## PASSAGE SHOWN
Election 2004 brought it to a head.
Instead of hearing about each candidates ideas and positions on issues, we received a landslide of negative campaign material accusing George W. Bush of everything short of gangbanging baby seals and John Kerry of everything but leading Vietnamese troops into combat.
Granted, negativity is nothing new to elections, and every historian has their own "favorite" negative campaign smear, but rarely have we seen a nation so focused on negativity, and, I believe, it has gotten out of control. Negativity only breeds negativity, and if we have a nation of individuals convinced that George W. Bush engineered the 9/11 attacks and stole two elections (odd, since, as pointed out during the JFK administration, it would be folly to "steal" a landslide), then we have a nation of cynics with no positive contributions towards what must be done to combat the very REAL problems that plague our great nation.

## EXCERPTED DATA

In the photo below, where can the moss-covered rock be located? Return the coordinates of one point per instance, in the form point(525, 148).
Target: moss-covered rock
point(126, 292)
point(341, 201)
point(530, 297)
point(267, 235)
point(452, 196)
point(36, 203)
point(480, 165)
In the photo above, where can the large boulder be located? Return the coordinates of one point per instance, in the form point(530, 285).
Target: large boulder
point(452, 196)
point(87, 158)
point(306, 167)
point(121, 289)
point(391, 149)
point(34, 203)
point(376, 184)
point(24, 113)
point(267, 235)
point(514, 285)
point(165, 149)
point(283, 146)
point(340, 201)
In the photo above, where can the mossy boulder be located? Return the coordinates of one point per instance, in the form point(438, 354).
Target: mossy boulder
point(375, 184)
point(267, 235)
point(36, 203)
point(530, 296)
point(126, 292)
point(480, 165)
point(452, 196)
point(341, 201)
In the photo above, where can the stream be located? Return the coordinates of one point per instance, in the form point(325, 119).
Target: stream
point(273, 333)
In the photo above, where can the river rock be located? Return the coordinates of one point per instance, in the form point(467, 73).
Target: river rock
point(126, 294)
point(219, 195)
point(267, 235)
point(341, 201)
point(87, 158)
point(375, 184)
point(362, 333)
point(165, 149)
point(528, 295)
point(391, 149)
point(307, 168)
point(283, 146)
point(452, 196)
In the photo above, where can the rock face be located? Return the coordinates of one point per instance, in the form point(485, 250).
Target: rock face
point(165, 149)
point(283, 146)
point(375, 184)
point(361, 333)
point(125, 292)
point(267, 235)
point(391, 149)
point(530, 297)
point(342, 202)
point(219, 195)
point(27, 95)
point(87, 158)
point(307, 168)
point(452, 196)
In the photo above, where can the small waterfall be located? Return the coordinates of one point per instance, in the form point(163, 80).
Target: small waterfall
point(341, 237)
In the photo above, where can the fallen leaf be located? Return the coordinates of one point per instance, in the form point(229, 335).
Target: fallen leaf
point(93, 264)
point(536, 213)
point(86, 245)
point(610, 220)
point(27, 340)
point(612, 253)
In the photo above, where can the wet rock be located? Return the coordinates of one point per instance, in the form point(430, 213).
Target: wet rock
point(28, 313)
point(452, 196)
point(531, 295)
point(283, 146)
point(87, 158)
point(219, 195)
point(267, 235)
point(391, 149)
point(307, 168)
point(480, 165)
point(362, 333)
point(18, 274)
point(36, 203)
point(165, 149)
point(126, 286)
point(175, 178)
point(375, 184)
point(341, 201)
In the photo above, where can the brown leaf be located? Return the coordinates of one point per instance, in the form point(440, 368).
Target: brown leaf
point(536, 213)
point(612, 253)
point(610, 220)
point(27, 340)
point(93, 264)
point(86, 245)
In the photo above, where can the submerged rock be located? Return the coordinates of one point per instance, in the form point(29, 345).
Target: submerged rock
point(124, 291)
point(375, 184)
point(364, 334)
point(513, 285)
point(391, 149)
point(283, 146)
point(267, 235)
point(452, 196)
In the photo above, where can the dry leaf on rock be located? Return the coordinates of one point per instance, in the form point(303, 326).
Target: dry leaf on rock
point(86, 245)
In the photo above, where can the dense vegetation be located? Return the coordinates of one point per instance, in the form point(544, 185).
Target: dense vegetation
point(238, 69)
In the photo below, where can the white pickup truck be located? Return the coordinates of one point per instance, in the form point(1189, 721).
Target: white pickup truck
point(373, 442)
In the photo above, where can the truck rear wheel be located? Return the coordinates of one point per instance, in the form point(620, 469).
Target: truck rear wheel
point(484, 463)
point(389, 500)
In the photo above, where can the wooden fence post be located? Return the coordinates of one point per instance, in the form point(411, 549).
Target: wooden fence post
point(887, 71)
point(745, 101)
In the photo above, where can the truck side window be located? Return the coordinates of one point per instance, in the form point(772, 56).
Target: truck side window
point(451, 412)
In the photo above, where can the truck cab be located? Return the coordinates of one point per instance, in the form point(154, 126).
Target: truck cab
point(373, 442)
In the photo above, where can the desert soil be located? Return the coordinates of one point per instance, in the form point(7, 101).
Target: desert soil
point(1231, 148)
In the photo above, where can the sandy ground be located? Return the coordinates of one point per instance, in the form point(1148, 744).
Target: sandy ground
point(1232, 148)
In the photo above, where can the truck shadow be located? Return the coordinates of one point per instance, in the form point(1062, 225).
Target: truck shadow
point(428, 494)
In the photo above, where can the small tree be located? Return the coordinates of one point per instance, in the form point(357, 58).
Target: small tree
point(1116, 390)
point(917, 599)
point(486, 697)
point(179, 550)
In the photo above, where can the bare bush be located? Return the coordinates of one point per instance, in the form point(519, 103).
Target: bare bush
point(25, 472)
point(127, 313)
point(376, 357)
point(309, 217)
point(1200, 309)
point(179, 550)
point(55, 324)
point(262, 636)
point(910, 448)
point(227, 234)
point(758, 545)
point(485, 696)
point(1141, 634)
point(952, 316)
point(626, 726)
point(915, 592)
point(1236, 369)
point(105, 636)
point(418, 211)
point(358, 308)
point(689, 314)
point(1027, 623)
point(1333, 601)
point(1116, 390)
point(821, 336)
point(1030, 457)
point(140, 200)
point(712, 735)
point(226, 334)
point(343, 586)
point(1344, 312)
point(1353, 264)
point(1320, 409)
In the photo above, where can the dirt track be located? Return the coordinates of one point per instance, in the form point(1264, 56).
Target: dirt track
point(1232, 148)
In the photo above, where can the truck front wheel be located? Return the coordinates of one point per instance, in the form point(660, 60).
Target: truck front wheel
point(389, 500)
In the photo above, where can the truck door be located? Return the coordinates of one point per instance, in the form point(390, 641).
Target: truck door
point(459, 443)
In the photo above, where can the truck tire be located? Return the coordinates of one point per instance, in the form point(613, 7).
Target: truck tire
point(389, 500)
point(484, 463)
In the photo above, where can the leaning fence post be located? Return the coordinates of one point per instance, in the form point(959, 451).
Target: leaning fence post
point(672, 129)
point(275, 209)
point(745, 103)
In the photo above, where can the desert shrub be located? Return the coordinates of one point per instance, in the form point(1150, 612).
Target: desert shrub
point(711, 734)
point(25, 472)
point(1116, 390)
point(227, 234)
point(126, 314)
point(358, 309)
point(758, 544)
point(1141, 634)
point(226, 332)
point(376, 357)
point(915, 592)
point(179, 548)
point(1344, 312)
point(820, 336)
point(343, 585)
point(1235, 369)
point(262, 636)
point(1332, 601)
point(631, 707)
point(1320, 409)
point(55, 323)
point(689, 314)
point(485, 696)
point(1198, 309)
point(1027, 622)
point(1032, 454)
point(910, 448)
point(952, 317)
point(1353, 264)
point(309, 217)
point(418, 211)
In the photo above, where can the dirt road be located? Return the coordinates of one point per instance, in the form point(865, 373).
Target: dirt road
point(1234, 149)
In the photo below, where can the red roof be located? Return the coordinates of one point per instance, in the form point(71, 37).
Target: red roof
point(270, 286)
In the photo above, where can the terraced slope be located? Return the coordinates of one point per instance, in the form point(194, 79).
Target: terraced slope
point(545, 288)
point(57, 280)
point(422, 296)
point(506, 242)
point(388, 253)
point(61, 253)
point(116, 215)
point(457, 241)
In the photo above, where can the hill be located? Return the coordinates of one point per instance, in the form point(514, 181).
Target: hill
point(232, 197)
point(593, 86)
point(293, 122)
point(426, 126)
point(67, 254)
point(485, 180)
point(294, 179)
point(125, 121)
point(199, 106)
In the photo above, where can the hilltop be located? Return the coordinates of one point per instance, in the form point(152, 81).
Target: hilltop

## INSTRUCTIONS FOR THE TASK
Continue the opinion piece on negative campaigning in the 2004 election above, beginning with the sentence that follows its final one.

## FINAL RESULT
My own party is not above this, in fact, I have been a little red faced from some of the comments uttered by otherwise qualified Libertarians in various races. It is, if anything, the reason that our party remains marginalized and that we've failed to rightly gain graound as America's third party by advancing the common sense solutions that abound in the Libertarian Party platform. It is also my primary objective as a Libertarian in trying to reform what I can reform among our own party.
The latest entry into all of this was mentioned in another blog: the snub of Jimmy Carter in heading up tsunami relief. While I saw it, and questioned Carter's exclusion, it didn't enter my mind that Bush was "snubbing" Carter, but rather reaching out to Clinton, who has requested a larger role in the international community and his father, whom he rightly admires. In fact, given Habitat for Humanity's international posture, I found it quite possible that Carter could be too BUSY to head up the US efforts. But it is quite possible I have mistaken (to naysayers: why don't we wait till we get CARTER'S take on this before drawing conclusions).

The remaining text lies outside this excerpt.